- **Exercise**: Check each statement against the piece about keeping blogs below, giving yes or no and quoting the words that decide it: (a) The blog from the Vermont year was on livejournal. (b) The Vermont blog drew many comments. (c) The blogs begun during law school were kept going.

I had a blog the year I lived in Vermont. It was an I’m-fresh-out-of-college-and-I-don’t-know-what-the-hell-I-am-doing-living-in-rural-Vermont-but-I-think-I-love-it-although-I-couldn’t-tell-you-why blog. I wrote frequently and fervently. I am pretty sure I had fewer than three readers (three friends from college). This was before google friends connect and google reader and bloglovin’ and... This blog I had was for myself and solely myself. I don’t think I ever received a single comment and it didn’t ever occur to me that there was even a mechanism to comment. Maybe there wasn’t, it was livejournal, afterall. I shut that blog down after I moved out of Vermont. The story had come to a definite end and I didn’t want or need to have the blog hanging around the internet. Honestly, it meant too much to me for me to leave it up without my daily care.
I started a couple of blogs during law school, but never followed through. They were mostly ways to keep up with my friends and did not have a whole lot to do with writing or the reasons why I write.

- **Information shown**:

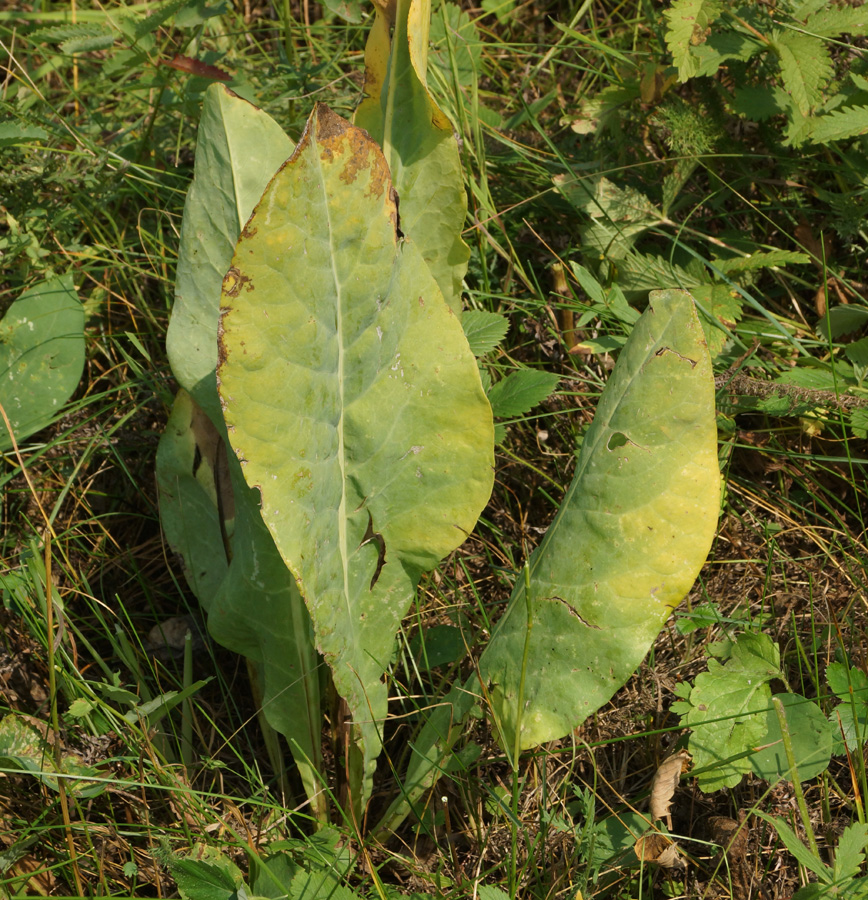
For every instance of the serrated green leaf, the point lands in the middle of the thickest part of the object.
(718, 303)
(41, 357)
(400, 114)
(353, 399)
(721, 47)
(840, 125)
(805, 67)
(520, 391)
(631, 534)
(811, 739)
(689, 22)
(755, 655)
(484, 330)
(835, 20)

---

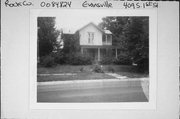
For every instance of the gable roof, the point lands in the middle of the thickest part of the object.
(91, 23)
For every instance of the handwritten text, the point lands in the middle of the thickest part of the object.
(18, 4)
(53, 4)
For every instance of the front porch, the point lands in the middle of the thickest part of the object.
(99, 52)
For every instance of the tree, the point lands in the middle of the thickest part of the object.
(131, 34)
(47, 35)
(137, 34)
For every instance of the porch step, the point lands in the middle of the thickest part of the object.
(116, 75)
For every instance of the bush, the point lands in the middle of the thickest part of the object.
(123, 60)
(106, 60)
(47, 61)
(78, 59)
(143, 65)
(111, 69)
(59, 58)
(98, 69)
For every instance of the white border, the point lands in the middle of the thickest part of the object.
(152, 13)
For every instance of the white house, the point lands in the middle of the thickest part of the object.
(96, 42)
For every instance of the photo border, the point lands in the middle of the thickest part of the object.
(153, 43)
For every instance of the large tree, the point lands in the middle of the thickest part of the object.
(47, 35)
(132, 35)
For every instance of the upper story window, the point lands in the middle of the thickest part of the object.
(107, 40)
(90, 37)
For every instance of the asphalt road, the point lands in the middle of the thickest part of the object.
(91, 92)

...

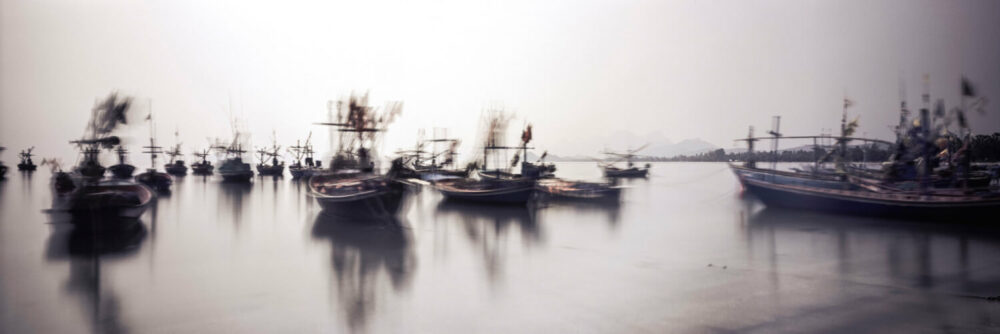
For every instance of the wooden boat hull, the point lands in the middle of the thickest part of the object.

- **Task output**:
(a) Yes: "it was livejournal, afterall."
(b) No: "I don’t think I ever received a single comment"
(c) No: "I started a couple of blogs during law school, but never followed through."